Task brief
Reproduce the following listing word for word, keeping every line unchanged.

Records excerpted from a collection:

---*---

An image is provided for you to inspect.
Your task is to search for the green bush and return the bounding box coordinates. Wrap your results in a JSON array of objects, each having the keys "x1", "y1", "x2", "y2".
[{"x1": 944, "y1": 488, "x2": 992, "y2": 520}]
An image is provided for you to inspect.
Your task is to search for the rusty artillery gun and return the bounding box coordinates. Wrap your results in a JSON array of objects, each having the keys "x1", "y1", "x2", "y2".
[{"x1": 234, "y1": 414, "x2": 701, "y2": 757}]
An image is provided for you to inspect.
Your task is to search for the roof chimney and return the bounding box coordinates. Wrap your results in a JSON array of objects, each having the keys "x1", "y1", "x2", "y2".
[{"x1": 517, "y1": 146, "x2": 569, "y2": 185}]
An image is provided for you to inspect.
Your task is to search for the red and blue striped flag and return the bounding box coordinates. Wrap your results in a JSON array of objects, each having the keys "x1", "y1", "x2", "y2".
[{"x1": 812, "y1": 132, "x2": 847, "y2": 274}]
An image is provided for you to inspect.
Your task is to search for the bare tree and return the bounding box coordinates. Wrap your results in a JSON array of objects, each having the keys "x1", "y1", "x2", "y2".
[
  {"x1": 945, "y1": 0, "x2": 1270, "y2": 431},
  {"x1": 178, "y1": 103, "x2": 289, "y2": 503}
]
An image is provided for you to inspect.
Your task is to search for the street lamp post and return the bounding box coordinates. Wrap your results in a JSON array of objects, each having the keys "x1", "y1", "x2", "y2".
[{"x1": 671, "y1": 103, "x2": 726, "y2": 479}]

---*---

Correct response
An image is provided for you to inspect.
Your task is to search for the green bush and return the bounding box coordinates. Wrap your results in a JSON array of objects, each having the keys "x1", "y1", "x2", "y2".
[{"x1": 944, "y1": 488, "x2": 992, "y2": 520}]
An image is provided for you to inspect.
Your task is to search for the rusty artillery gun and return the bounding box coordinates. Wrap your results in a JSON array of objects, each having the keys "x1", "y1", "x2", "y2".
[{"x1": 234, "y1": 414, "x2": 701, "y2": 757}]
An image is provided for you to inspect.
Your task is to search for the roof chimney and return the bounding box coordinates. Wrap your results in a JSON array of objects, each having the keys "x1", "y1", "x2", "y2".
[{"x1": 517, "y1": 146, "x2": 569, "y2": 185}]
An image is provided for you to inspect.
Your task is to search for the red and blue striped flag and return the bounding box coordinates. Wrap your results in a JSON array of objects, each having the keys "x1", "y1", "x2", "y2".
[{"x1": 812, "y1": 132, "x2": 847, "y2": 274}]
An image is provided for you to inspect.
Your task is to search for the bare tree and return the bounding box coordinates. Wrap your results in a JSON array of objects, each having the keys "x1", "y1", "x2", "y2".
[
  {"x1": 945, "y1": 0, "x2": 1270, "y2": 431},
  {"x1": 178, "y1": 103, "x2": 289, "y2": 503}
]
An image is provided for you to inspect.
Your task is to search for the street lamp post and return the bounding box coordinates. Wrap your results in a JSON array of objects, each having the keys "x1", "y1", "x2", "y2".
[{"x1": 671, "y1": 103, "x2": 726, "y2": 479}]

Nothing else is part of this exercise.